◆ What you have to do: Gather every line below that contains the word "tree". Matching is case-sensitive.

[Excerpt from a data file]
+ + + + +

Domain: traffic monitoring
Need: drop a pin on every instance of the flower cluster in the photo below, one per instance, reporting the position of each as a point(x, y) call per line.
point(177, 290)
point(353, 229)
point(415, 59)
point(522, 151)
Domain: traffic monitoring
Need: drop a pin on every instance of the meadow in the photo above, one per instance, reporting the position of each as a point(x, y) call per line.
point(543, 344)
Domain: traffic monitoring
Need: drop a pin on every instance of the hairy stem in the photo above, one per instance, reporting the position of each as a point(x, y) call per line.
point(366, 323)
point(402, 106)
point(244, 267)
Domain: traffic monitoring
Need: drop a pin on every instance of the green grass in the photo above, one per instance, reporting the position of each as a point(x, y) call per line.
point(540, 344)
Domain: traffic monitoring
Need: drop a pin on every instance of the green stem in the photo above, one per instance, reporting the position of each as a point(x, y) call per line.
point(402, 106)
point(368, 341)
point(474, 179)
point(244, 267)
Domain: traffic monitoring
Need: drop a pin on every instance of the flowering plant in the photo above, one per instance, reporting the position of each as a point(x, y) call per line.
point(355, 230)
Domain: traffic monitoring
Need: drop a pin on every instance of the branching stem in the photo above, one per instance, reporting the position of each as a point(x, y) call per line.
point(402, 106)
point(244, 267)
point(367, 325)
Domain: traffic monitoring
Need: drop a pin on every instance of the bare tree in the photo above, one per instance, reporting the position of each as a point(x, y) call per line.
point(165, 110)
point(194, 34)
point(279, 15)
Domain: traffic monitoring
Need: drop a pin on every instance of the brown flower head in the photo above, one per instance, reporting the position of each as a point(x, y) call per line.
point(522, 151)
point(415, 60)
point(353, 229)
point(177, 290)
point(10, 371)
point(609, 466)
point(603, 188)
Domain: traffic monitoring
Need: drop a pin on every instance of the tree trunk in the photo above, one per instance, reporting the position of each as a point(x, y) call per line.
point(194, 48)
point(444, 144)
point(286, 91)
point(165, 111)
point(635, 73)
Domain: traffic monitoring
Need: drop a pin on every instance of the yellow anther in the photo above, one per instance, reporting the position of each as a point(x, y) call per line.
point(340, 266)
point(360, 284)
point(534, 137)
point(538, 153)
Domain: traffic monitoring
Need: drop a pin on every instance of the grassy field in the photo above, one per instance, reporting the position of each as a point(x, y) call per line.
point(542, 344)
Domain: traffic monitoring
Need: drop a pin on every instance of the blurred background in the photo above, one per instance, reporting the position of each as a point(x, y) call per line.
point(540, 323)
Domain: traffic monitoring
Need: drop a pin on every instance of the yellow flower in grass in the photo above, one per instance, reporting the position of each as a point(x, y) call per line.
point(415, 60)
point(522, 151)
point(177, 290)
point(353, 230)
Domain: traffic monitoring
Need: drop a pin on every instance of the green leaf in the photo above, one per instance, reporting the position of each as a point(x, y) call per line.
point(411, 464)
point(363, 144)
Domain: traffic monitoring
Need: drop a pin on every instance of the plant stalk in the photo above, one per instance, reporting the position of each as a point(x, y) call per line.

+ + + + +

◆ Output for this task:
Need: drop a pin on every instance of the bare tree in the photo above, one per instance, reporting the position of each as a point(x, y) call per line.
Need: drop a pin on every instance of the tree trunk in the photo above, one per instance, reporting the position of each as a point(x, y) call per line.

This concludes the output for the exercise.